Tuesday, May 02, 2006

The Colbert Fallout

Stephen Colbert at the White House Correspondents' Dinner: it needs no introduction at this point. Read it or see it if you haven't yet. The debate is well-encapsulated in this excellently balanced thread. What follows are my takes on both the event and the reactions thereof by the punditry (both amateur and paid-amateur):

--Nothing's a failure if all of the blogosphere (and most of the nation) is talking about it.

--There's been endless comparison of Colbert's monologue to that of Don Imus' lambasting of Bill Clinton in 1996. But the only similarity I can see is that both went full-throttle and showed no interest in appeasing the guest of honor. Otherwise, comparing Colbert to Imus is like comparing orange juice to orange paint; one goes down much tastier than the other and is a lot more nutritious.

--Colbert plays a blowhard on his show. And while he certainly invoked elements of his signature character in his speech, I think a lot of people overstate that in a desperate attempt to dismiss what he said. One does not have to be a regular viewer of The Colbert Report to know that Stephen is simply being a smartass here; his character barely factors into it.

--The targets of Colbert's barbs didn't laugh not because he was not funny; they sat silent because they knew there was truthiness to the snarkitude. Antonin Scalia was one of the few who laughed at himself, which makes me almost respect him. Sca-ree. Conversely, George W. Bush's reaction should permanently kill the illusion that he is a humble, "aw-shucks" kind of guy.

--Anyone who has been around someone of even mild community influence knows how intimidating it can be to talk to them, much less express dissent. Colbert was surrounded by some of the most powerful people of the world, so I'm willing to grant him a certain degree of chutzpah. And that degree is a doctorate.

--The same people who jump on the media for showing its liberal bias in everything it writes claimed that the reason Colbert "bombed" was because the liberals in the room did not want their bias to shine through. Gee, that makes sense!

--Anyway, none of the standard rules of comedy apply here; Colbert was not looking to fill the room with laughter like the preceding act. A political satirist's job is to jab at the nerves of power like a cavity in Nancy Kerrigan's teeth. For someone like Stephen Colbert, silence can be the most deafening ovation of all.

--Several observers have noted that Colbert was not courageous for speaking truth to power, because it's not like he was ribbing Saddam Hussein. How's that for a damning comparison? "At least we're not as bad as the old Iraqi regime!" That's like saying your date isn't quite as ugly as Camilla Parker Bowles. The peril here may not have been literal death, but rather the career death that's a very real precedent when crossing the Bush administration. It's probably not something most people would risk, even in America.

--This speech wasn't a matter of being funny/unfunny if you are liberal/conservative; both mostly agree that the speech was hard-edged for such a function. The main question is, was it the right thing to do at a generally genial event? In this case, I say yes. Forget this business about the Correspondents' Dinner not being a forum for biting criticism; if the national media did its job in the first place, then there'd be no need to expend so much dissent at one time.

--In a more enlightened day and age, Colbert's speech might have been rightfully criticized as little more than a mean-spirited roast. But it has taken on legendary status because it marks quite possibly the first moment of genuine criticism anyone has been able to aim directly at Bush. Colbert is literally the voice of the frustrated majority at the moment.

## REQUIREMENT 1
Echo the Colbert post word for word, starting at "--Anyway, none of" and ending at "even in America.".
## REQUIREMENT 2
Put this sentence from the Colbert post into Spanish: "Colbert plays a blowhard on his show."
## REQUIREMENT 3
Pick up the post about Colbert's dinner speech after its last sentence and keep writing.
The lines that follow this post have nothing to do with it.

## DATASET CONTENT
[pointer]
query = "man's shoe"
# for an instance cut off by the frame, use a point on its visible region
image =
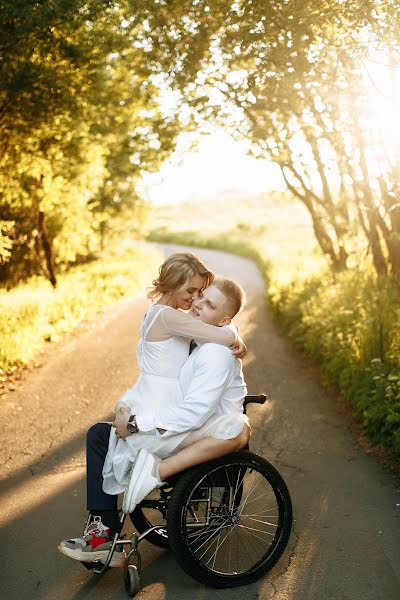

## TASK RESULT 1
--Anyway, none of the standard rules of comedy apply here; Colbert was not looking to fill the room with laughter like the preceding act. A political satirist's job is to jab at the nerves of power like a cavity in Nancy Kerrigan's teeth. For someone like Stephen Colbert, silence can be the most deafening ovation of all.

--Several observers have noted that Colbert was not courageous for speaking truth to power, because it's not like he was ribbing Saddam Hussein. How's that for a damning comparison? "At least we're not as bad as the old Iraqi regime!" That's like saying your date isn't quite as ugly as Camilla Parker Bowles. The peril here may not have been literal death, but rather the career death that's a very real precedent when crossing the Bush administration. It's probably not something most people would risk, even in America.

## TASK RESULT 2
Colbert interpreta a un fanfarrón en su programa.

## TASK RESULT 3
--Forget the naysayers; Colbert knew exactly what he was doing. Though he said he did it "just for laughs," he clearly said that, just for laughs. He knew that what he said would make a lot of people uncomfortable, and that was exactly what they deserved. And the Bush administration and the national press both deserve to feel uncomfortable: Bush for his tragic policies and the press for complicity in perpetuating the charade. I found the speech bitingly funny, because it represented the kind of satirical punch that people like me can only dream about lobbing to those who long ago chose to ignore our voices. Thank you, Stephen.


Michelle said...

Thanks for the link to the Imus speech. I haven't heard any comparison to this. This is great.

Anonymous said...

The biggest difference between what Imus and Colbert did was this: Imus spoke for a grumbling minority against a popular president. Colbert spoke for an outraged majority against an unpopular president.

T-Mac said...

I agree with you that he should have done it in that arena...nice.

Schroeder said...

Great analysis. I'll link to it.

he who is known as sefton said...

"At the recent White House Correspondents Dinner, master comedian Stephen Colbert performed magnificently. With the rapier of wit and the mace of truth, he respectively skewered and censured the presidency of "dum'ass botch".

Talk about wonderful lagniappe! Mr Colbert made that nincompoop's lap dogs in our national conventional media run for cover with their tail between their legs. And that's not all Mr Colbert accomplished.

Tucked away in his address to the dinner's flabbergasted attendees, like a ticking time bomb, there was an "easter egg", which we had absolutely . . . here "we" is a polite nod . . . NO right to expect. Like the Easter Bunny in a mischievous mood, Mr Colbert camouflaged a bon mot, so profound as to approach philosophical.

oh, before I reveal Mr Colbert's casual accomplishment, I should like to preface with a cave-- . . . "

The above blue text, which is enclosed within quotes, can be found appended to the article, which is located on the other side of the below hyperlink.

thanking you in advance for your gracious patience,

.he who is known as sefton


. . . oh, yeah, I should add that the full title for that post is "rehabilitation of and by and for the right wing" . . .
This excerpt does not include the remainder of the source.